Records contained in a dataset

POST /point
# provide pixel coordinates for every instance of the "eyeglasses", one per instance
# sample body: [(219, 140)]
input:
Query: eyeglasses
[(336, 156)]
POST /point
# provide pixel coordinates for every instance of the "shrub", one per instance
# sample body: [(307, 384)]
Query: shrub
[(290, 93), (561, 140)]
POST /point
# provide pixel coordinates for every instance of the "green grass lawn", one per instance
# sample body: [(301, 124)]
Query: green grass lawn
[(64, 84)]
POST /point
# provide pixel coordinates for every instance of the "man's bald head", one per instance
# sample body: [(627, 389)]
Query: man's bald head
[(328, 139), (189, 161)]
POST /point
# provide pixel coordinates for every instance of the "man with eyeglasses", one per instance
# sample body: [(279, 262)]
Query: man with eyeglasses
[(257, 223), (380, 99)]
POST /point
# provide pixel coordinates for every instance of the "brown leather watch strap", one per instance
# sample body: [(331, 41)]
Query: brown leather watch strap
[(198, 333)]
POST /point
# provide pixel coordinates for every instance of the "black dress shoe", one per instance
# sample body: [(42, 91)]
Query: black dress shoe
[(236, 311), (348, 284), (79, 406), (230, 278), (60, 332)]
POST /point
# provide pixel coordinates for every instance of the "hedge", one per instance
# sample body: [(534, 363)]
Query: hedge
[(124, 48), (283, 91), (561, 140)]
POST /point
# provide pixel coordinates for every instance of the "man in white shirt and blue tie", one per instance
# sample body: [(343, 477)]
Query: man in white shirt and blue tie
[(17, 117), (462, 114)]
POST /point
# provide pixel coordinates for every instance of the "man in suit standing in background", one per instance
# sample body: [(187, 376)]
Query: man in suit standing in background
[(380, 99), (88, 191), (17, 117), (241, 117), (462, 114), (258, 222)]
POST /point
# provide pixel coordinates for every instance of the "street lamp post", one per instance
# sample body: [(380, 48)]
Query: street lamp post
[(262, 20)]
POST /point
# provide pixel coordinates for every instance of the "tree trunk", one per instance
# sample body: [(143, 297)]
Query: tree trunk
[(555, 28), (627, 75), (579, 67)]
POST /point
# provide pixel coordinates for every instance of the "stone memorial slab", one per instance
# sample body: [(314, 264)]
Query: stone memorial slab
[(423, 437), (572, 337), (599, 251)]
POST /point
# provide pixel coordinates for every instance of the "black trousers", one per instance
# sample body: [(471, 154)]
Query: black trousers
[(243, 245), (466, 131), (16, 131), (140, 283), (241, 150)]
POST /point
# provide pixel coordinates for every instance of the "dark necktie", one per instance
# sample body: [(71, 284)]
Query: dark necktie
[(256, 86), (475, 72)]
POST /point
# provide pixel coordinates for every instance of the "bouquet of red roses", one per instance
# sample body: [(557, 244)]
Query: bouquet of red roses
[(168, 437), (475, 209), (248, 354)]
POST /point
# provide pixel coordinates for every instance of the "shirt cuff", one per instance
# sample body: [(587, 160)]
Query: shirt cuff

TRY IT »
Return the entries above exactly as they were written.

RESPONSE TO THIS TASK »
POST /point
# provide pixel coordinates for every instance of the "eyeglasses", one per instance
# sample body: [(219, 140)]
input:
Query: eyeglasses
[(336, 156)]
POST /point
# provide pixel coordinates for every instance of the "shrub", one per instance
# sample body: [(307, 384)]
Query: shrub
[(290, 93), (561, 140)]
POST /point
# provide pixel coordinates for every instance of the "green grass lawn", one per instance
# sample body: [(301, 124)]
Query: green grass lawn
[(64, 84)]
POST /point
# provide pixel coordinates for every instance of the "man's bald head", one per instance
# sample body: [(627, 389)]
Query: man's bald head
[(328, 139), (189, 161)]
POST /point
# provide pixel coordinates for every instance of the "man with eyeglasses", one per instance
# sample body: [(279, 262)]
Query: man with eyeglasses
[(257, 223), (380, 99)]
POST /point
# provide pixel coordinates for every instance of the "brown leather watch strap", one per instance
# sample body: [(331, 41)]
Query: brown leather watch strap
[(198, 333)]
POST /point
# provide pixel coordinates for every instance of the "black dress shoe", one per instance
# sample body: [(42, 91)]
Query: black dress shoe
[(236, 311), (348, 284), (79, 406), (230, 278), (60, 332)]
POST /point
# provide pixel coordinates for every instance of the "hedge", one per instance
# sample body: [(534, 363)]
Query: hedge
[(124, 48), (283, 91), (561, 140)]
POST /point
# provide pixel coordinates for every instance of the "man in white shirt and blue tie", one per instance
# sample body: [(343, 477)]
Query: man in white shirt and blue tie
[(17, 117), (462, 114)]
POST /point
# provide pixel coordinates for every instance of the "man in suit standing in background", one per instance
# sample body: [(187, 376)]
Query: man in suit standing in background
[(380, 99), (88, 191), (17, 117), (241, 117), (462, 114), (258, 222)]
POST /point
# provide pixel coordinates for every instance of the "street lamp post", one per instance
# sample body: [(380, 48)]
Query: street lamp post
[(262, 20)]
POST /point
# provide pixel coordinates for every instance of the "tree trunk", one per instance
# sample body: [(143, 297)]
Query: tree trunk
[(555, 28), (627, 75), (579, 67)]
POST /point
# provide pixel coordinates for every instance of the "stone memorial slab", one per instance
# sample body: [(314, 264)]
Query: stone memorial slab
[(423, 437), (572, 337), (599, 251)]
POST /point
# provide pixel coordinates for every instance of the "black trousers", one per instance
# sample body: [(471, 154)]
Query: black trousers
[(243, 245), (466, 131), (16, 131), (140, 283), (241, 150)]
POST /point
# provide pixel coordinates for every instance of the "dark necktie", one per instance
# sample body: [(71, 284)]
Query: dark necktie
[(256, 86), (475, 72)]
POST /point
# provide pixel coordinates for every instance of the "bouquet of red roses", one per instance
# sample body: [(557, 244)]
Query: bouquet of red roses
[(168, 437), (475, 209), (248, 354)]
POST /point
# provide pixel coordinates for every instance of the "shirt cuff", one per instance
# sample body: [(587, 160)]
Query: shirt cuff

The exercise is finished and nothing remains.